◆ **FRAGMENTO DEL DOCUMENTO**
═══

Hay una diferencia importante con los perros de Pavlov. Estos fijan lo aprendido mediante el refuerzo de conexiones neuronales, del mismo modo que hacemos nosotros para almacenar un recuerdo. En cambio, las bacterias aprenden a lo largo de muchas generaciones, siguiendo un camino evolutivo que las lleva a desarrollar una respuesta. Pero el concepto no es tan diferente: las bacterias aprenden retocando y reforzando conexiones entre distintos genes de su cromosoma. Y una vez que han adquirido esta capacidad, entran en modo anaerobio con solo simular la entrada en la boca aumentando la temperatura; ya saben lo que viene después.

¿Qué diablos es eso? El moho mucilaginoso 'Physarum polycephalum'. Imagen de Wikipedia.

¿Qué diablos es eso? El moho mucilaginoso ‘Physarum polycephalum’. Imagen de Wikipedia.

La última sorpresa sobre las capacidades de aprendizaje y memoria en organismos sin cerebro nos llega ahora por parte de un moho. Physarum polycephalum es lo más parecido a un vómito que podemos encontrar sin serlo. Pertenece a los mohos mucilaginosos o mucosos, un nombre con el que se conoce a varios grupos de organismos que antes solían clasificarse como hongos y que hoy se encuadran en el reino Protista, el de los protozoos.

Si algo tienen en común los mohos mucilaginosos es lo que podría decir cualquiera que se topara con uno de ellos: ¿qué diablos es eso? Para los aficionados al terror de serie B, un famoso pariente de ficción sería el protagonista de la película The Blob. Uno de los más conocidos y estudiados en el laboratorio es Physarum polycephalum, una masa amarillenta que suele crecer en la materia vegetal en descomposición, en zonas húmedas y sombreadas.

Physarum polycephalum es un microbio, algo parecido a una ameba, aunque enormemente peculiar. Tiene un ciclo de vida complejo, y durante una parte de él forma inmensas células con muchos núcleos y un solo cuerpo. Pero uno de los campos de investigación sobre este blob no estudia su fisiología puramente mecánica, sino lo que es capaz de hacer. Y en esto deja atrás al clásico circo de pulgas.

═══

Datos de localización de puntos
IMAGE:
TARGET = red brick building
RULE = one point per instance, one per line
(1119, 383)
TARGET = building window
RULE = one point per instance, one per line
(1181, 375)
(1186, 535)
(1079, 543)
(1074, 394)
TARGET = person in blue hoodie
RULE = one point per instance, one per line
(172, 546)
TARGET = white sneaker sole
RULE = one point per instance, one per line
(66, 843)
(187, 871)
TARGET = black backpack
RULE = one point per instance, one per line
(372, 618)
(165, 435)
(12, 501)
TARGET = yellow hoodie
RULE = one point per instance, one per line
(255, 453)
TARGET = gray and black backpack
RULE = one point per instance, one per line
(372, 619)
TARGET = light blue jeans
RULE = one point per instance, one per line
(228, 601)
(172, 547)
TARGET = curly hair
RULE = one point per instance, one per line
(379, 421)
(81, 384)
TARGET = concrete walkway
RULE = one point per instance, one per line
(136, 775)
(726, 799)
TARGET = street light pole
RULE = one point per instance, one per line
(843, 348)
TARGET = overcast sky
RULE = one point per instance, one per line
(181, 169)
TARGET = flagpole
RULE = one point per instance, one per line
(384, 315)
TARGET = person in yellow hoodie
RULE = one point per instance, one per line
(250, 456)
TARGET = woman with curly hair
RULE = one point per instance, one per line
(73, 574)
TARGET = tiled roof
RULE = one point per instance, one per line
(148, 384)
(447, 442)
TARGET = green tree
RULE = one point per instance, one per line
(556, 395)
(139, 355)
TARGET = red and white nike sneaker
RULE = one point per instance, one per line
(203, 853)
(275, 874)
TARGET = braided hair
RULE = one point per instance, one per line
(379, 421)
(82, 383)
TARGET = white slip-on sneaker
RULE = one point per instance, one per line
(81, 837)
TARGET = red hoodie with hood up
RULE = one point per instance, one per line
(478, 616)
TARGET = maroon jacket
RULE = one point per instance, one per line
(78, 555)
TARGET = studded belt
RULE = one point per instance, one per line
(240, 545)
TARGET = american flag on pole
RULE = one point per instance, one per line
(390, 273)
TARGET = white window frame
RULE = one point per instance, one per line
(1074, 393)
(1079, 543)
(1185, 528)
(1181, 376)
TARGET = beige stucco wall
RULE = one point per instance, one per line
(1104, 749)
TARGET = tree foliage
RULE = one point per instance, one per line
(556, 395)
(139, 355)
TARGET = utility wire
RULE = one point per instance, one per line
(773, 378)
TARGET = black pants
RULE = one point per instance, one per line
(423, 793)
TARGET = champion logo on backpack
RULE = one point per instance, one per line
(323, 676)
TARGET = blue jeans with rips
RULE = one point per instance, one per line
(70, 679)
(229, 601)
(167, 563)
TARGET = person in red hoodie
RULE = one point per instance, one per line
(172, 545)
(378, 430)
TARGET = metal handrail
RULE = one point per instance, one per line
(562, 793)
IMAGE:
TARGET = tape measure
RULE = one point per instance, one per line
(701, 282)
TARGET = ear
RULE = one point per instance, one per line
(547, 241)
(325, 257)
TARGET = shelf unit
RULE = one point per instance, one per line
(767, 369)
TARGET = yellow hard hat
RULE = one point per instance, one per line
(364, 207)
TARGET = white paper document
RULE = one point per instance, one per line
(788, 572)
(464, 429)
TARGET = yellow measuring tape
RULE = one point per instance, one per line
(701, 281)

═══

◆ **QUÉ HACER**
Por favor, responde estas preguntas sobre el texto del aprendizaje en organismos sin cerebro:
1. ¿Cómo fijan lo aprendido los perros de Pavlov?
2. ¿En qué reino se encuadran hoy los mohos mucilaginosos?
3. ¿Dónde suele crecer Physarum polycephalum?

◆ **SOLUCIÓN**
1. Mediante el refuerzo de conexiones neuronales.
2. En el reino Protista, el de los protozoos.
3. En la materia vegetal en descomposición, en zonas húmedas y sombreadas.